[Start Records for this task]

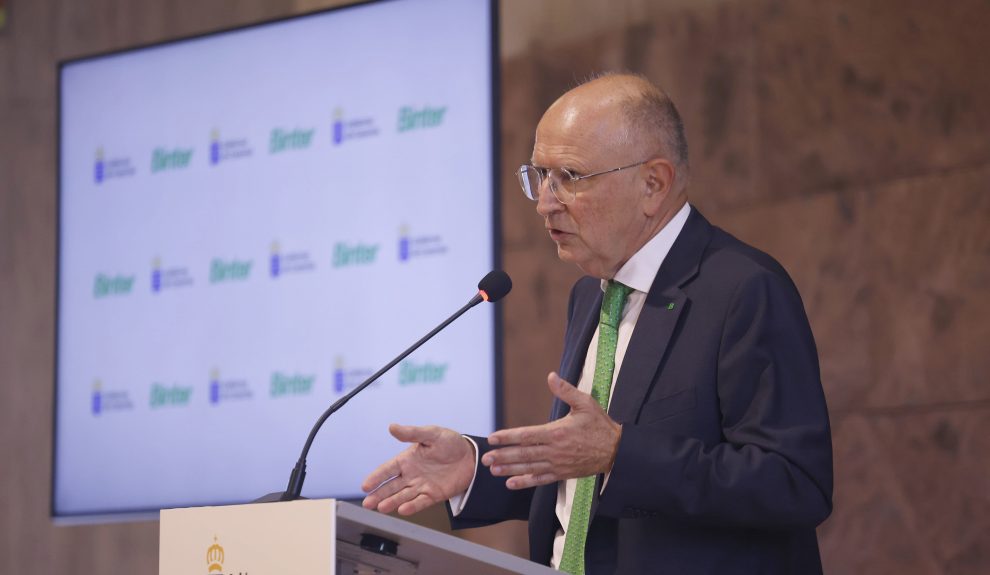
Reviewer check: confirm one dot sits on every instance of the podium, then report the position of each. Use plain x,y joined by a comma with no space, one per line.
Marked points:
321,536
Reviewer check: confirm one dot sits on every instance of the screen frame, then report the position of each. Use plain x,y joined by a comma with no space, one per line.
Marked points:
152,513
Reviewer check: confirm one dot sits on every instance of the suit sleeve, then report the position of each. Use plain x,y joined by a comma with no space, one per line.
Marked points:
773,465
490,501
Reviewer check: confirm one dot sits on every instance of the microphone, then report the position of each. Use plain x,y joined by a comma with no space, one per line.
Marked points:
493,287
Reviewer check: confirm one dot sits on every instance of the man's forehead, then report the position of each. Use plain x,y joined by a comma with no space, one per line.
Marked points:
575,124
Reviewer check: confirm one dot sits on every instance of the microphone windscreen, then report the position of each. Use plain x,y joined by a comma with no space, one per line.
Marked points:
495,285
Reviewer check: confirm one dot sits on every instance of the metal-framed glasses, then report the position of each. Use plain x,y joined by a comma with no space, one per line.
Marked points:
562,181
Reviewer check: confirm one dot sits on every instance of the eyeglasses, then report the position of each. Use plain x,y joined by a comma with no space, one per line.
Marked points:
562,180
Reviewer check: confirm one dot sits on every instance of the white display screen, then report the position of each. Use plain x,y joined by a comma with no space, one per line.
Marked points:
251,223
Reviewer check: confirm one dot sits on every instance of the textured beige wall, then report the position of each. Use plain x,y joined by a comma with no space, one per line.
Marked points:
849,139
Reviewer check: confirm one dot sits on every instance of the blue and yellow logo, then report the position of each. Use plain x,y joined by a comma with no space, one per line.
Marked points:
214,557
96,403
156,275
214,147
99,166
274,261
404,243
214,386
338,126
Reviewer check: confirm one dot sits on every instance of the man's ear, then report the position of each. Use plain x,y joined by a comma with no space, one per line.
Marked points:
660,176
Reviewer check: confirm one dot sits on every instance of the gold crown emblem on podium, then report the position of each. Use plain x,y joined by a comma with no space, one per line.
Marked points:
214,557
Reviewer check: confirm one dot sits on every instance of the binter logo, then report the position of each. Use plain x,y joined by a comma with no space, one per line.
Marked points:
411,373
106,286
163,159
418,118
296,384
229,270
288,140
169,395
358,254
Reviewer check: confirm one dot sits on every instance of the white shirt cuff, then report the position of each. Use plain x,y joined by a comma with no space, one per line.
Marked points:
457,502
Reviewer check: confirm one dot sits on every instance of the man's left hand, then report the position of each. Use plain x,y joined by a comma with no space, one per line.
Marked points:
580,444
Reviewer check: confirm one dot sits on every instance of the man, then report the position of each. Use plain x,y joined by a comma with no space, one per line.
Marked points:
696,439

[End Records for this task]

Reproduce all of the entries above word for word, leaving out the pictures.

Reviewer check: confirm one dot sits on every instance of the podium, then report the position of each. Use plain x,y joined by a comma with no space, one per line.
Marked points:
321,536
Reviewer check: confirm one dot sits on every instance of the screen frame, then report the position of each. Use plain x,y joined by a comma with no space, one per line.
Marked points:
152,513
Reviewer check: confirm one dot sits on every instance of the suit sleeve, then report the position of each. Use plain x,y joined by a comma with no space, one per line.
Marked points:
773,465
490,501
Reviewer check: confirm one dot sits on every instance of the microphone, then report the position of each. Use plain x,y joined by a comma with no space, one per line.
Marked points:
493,287
Reviewer check: confirm one dot sits on every instance of the man's forehead, then report the position of each. Use plain x,y joined by a comma with no space, one per line.
Marked points:
575,124
Reviewer check: confirm one dot sits on every instance of the microphone windscreen, then report the position of each. Use plain x,y joined by a comma with no space, one per line.
Marked points:
495,285
Reviewer check: confirm one dot sits on every instance of the metal-framed glasses, then report the position of each. Use plain x,y joined by a comma with no space, one per line.
Marked points:
562,181
Reviewer check: confirm one dot sits on every instance of the eyeglasses, then report the position of each. Use plain x,y joined by a comma with no space, one per line.
Marked points:
562,180
Reviewer check: confirm one dot sits on every instance of the white display screen, then report the position of each. Use plain x,y joined by a comma with no space, one per line.
Marked points:
251,223
Reviewer check: confirm one dot sits on every instance of the textured beige wall, then report the position of each. Use plain x,y joined by a comma with no space, one per line.
Marked points:
849,139
Reviewer check: confirm one dot sits on every instance of the blue and yellow logo, then report the position of each. Use plain x,y joined by a comma with no space, one per line.
Marked points:
214,557
96,403
156,275
214,147
99,166
274,261
404,243
214,386
338,126
Reviewer check: confirm one dot sits on every instance of the man's ear, then report the position of each. Use plain x,y joined by a comma with no space, one per line.
Marked points:
660,176
Reviewer check: confirm one dot sits on every instance of the gold crown emblem on podium, then report the position of each. Use plain x,y joined by a comma with no space, one per line.
Marked points:
214,557
Reviewer check: confirm one dot sits on every instance of the binter logo, then report the position of each. Use plain x,y joined by a comma with no space, one per line.
Marked points:
411,373
106,286
163,159
418,118
296,384
229,270
288,140
169,395
358,254
Reviewer check: confirm one dot sits on every instance of the white shirt cuff, then report the position of each. Use plain x,y joined by a comma with no space, one per line.
Marked points:
457,502
Reviewer check: confirm one dot sits on every instance of the man's left hand, then report the position of each. Use plain x,y joined by a comma with no space, one per line.
Marked points:
580,444
Reviewer check: confirm one dot sits on every instance of the man, then report the position of each. Use plain x,y joined by a comma with no space, one per line.
Marked points:
696,439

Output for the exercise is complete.